Given instruction
Swap "fishing rod" for "fishing pole" in the rows, starting with the line containing "Note: pick out each instance of the bucket" and going on through the end of the rows. Give only those lines again, with nothing else changed.

Point placement records
((
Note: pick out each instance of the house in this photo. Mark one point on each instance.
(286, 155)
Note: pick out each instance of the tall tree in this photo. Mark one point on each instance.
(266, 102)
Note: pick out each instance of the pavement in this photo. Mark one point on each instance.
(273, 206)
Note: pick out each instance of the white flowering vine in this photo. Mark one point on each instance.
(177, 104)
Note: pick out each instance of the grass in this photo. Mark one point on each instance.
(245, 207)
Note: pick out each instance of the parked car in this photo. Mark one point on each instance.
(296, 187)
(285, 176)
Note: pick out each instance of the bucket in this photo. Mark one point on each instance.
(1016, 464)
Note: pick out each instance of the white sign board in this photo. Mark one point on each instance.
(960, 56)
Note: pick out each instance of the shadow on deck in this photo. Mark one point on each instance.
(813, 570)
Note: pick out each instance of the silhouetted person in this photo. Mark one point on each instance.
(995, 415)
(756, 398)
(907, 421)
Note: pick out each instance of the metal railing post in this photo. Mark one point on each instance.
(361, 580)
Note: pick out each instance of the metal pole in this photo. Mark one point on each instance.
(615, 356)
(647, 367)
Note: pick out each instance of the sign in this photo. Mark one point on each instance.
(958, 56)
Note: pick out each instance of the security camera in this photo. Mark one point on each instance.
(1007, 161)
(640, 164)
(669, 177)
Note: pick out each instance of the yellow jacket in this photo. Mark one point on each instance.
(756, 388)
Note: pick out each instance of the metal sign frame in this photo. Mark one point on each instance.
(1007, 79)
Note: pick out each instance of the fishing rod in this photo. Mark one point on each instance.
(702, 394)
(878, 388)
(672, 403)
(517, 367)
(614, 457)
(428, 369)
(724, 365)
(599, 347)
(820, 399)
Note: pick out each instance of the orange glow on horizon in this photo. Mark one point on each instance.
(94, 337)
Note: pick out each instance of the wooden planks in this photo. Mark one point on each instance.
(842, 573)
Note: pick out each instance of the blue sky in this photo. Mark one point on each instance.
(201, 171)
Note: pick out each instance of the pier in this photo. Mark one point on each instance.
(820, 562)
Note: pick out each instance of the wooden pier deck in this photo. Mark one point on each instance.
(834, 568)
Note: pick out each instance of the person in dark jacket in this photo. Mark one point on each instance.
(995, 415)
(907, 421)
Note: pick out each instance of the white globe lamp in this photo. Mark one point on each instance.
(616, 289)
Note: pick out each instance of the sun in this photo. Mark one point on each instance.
))
Response to the exercise
Note: pick out each instance of the bucket in this photo. Mark one point on each instance.
(1016, 464)
Note: pick out each instance of the white sign board in this photo. Mark one point on each instance.
(960, 56)
Note: pick out each instance of the shadow on deck in this photo. Mark one point on each instance.
(813, 570)
Note: pick out each instance of the silhouetted person in this photo. Mark one point on each instance.
(995, 415)
(756, 398)
(907, 421)
Note: pick out each instance of the metal railing post in this photo. Mark one point on each instance.
(361, 580)
Note: pick out each instance of the metal pole in this photo. Mark one point on each instance.
(615, 356)
(647, 367)
Note: pick out each instance of the sign in this photo. Mark one point on each instance.
(958, 56)
Note: pick out each instance of the security camera in this photo. Mark one point on each instance.
(1007, 161)
(640, 164)
(669, 177)
Note: pick out each instance of the yellow jacket in this photo. Mark one point on each instance.
(756, 388)
Note: pick out each instance of the metal sign frame in this photo. Mark one point on each instance.
(1007, 79)
Note: pick out each instance of the fishing pole in this photo. Mark one point on each instance.
(702, 394)
(878, 388)
(672, 403)
(517, 367)
(614, 457)
(428, 369)
(724, 365)
(599, 347)
(820, 399)
Note: pick out each instance of the orange glow on horizon in this photo. Mark one point on each instance.
(94, 337)
Note: pick out each instance of the wooden planks in this photo. Mark one point on each instance.
(842, 573)
Note: pick out each instance of the blue sky in this photo. Mark one point on each instance.
(201, 171)
Note: pick out each instance of the pier in this photo. Mark one point on each instance.
(820, 562)
Note: pick out each instance of the wooden pier deck in this photo. Mark one point on each instance.
(834, 568)
Note: pick out each instance of the person in dark jacket in this photo. Mark one point on each instance.
(995, 415)
(907, 421)
Note: pick out each instance of the white globe lamp in this photo. Mark one point on each instance.
(616, 289)
Note: pick out each instance of the sun in this photo. Mark one point on each instance.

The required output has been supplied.